▶ The request: Count the lines in the entries that contain the word "jacket", and give only that number.

▶ Region annotation entries:
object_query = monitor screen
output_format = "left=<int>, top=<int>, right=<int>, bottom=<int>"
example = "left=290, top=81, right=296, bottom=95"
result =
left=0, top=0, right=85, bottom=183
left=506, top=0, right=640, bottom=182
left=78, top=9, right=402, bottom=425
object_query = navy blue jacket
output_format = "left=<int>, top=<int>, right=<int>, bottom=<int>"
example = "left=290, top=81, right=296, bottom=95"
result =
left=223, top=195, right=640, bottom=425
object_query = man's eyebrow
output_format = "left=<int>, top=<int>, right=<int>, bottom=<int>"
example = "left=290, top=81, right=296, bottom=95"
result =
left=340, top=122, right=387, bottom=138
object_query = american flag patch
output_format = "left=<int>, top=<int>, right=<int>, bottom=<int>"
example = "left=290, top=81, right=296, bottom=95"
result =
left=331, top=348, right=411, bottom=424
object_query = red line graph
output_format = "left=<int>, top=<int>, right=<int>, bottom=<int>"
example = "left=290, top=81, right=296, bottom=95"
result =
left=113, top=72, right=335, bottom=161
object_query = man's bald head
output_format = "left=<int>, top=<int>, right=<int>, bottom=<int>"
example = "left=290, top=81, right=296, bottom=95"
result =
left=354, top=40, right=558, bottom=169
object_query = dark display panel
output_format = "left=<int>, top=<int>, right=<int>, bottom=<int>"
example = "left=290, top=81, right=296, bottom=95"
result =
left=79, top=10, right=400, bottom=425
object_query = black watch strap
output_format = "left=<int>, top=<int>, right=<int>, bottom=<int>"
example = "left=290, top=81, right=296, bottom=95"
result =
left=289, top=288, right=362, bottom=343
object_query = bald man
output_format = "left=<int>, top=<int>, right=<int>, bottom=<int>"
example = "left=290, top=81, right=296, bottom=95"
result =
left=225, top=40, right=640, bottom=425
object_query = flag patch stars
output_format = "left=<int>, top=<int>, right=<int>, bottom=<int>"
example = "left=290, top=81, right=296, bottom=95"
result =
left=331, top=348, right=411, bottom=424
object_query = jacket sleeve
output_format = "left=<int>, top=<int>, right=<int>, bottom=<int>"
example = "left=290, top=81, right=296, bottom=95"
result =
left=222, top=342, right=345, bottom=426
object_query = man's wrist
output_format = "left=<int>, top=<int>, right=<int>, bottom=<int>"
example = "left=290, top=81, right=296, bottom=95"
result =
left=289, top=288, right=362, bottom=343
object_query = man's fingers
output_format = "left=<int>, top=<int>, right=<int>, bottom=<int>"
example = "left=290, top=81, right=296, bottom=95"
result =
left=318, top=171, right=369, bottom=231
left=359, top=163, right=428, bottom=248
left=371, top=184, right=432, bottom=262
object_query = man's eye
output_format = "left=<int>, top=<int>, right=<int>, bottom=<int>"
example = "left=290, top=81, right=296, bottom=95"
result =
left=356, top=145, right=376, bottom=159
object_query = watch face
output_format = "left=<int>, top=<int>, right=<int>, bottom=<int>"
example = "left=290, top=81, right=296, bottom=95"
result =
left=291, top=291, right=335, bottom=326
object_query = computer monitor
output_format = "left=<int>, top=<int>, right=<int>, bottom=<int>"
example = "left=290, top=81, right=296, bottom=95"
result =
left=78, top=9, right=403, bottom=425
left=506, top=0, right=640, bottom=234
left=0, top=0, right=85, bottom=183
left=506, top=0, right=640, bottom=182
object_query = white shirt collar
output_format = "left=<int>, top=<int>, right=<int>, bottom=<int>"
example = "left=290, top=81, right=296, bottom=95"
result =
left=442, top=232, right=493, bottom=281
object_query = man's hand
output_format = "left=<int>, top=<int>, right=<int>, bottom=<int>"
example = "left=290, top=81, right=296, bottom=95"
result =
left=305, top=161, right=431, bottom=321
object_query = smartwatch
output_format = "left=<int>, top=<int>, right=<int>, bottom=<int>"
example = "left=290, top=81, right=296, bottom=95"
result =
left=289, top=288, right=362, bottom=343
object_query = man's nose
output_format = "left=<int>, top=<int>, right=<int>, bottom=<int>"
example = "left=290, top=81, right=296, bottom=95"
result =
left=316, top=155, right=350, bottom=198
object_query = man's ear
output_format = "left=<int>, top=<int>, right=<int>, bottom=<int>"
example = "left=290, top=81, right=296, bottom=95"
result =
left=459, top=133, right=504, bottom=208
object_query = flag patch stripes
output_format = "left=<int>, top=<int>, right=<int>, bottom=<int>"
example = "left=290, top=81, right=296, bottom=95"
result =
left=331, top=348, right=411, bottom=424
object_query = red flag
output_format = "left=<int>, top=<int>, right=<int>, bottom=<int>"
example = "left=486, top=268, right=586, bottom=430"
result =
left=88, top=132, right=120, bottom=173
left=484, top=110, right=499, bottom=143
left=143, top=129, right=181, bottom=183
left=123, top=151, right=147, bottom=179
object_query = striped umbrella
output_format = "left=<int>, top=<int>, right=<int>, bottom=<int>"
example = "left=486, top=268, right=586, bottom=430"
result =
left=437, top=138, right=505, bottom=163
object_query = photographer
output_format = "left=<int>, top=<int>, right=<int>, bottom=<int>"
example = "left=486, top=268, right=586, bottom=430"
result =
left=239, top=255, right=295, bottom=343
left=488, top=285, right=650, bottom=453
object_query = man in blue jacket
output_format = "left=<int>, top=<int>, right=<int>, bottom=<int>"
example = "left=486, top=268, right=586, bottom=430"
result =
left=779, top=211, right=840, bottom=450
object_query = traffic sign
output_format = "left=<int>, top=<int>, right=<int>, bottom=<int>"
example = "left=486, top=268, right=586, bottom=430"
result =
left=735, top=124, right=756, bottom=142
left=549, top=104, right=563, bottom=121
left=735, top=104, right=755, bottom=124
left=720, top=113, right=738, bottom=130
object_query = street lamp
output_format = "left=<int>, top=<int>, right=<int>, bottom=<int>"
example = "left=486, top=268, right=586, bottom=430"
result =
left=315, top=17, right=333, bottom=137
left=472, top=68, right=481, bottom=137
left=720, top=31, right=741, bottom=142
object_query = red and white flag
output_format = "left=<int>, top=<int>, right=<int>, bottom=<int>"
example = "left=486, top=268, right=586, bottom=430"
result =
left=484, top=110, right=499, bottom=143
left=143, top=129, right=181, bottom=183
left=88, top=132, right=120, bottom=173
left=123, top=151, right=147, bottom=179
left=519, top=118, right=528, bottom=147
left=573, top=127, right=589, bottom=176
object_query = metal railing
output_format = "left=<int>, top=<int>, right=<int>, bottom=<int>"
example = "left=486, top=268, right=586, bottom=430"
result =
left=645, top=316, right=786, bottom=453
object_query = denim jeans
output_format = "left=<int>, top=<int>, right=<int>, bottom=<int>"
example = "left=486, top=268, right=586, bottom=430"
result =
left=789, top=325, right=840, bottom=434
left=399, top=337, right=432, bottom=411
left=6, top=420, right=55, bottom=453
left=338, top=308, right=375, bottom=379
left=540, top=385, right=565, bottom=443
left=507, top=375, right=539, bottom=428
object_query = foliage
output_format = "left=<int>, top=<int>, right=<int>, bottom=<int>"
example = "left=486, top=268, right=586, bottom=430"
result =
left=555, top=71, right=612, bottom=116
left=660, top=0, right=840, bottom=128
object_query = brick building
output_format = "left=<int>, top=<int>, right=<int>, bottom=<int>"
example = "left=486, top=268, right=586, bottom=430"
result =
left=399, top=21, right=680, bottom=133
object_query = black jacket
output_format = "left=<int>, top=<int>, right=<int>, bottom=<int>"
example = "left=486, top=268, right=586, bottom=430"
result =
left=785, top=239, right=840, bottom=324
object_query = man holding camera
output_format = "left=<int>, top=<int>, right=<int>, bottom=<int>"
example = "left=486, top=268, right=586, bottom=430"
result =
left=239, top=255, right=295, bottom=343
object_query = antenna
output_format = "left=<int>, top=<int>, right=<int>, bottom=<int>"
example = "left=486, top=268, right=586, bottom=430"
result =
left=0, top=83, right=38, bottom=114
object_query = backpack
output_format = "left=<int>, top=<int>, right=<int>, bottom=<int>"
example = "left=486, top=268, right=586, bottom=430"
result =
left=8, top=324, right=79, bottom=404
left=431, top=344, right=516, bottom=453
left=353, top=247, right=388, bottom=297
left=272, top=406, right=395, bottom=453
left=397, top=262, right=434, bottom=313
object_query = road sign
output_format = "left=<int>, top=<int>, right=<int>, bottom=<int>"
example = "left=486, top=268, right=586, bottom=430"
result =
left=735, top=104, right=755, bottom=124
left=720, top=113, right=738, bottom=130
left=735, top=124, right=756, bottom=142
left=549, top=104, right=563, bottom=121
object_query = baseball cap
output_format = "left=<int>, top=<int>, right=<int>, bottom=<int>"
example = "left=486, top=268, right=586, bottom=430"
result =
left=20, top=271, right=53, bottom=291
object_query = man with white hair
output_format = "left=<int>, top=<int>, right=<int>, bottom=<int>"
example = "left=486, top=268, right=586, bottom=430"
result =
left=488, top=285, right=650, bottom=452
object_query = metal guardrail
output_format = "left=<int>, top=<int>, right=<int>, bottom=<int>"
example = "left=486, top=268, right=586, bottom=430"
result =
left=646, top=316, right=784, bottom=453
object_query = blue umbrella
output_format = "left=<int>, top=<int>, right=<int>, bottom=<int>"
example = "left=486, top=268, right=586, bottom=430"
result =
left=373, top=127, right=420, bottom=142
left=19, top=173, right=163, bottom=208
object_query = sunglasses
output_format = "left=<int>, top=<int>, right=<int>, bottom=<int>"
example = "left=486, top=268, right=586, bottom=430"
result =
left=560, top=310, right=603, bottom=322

▶ Solution for this exercise: 4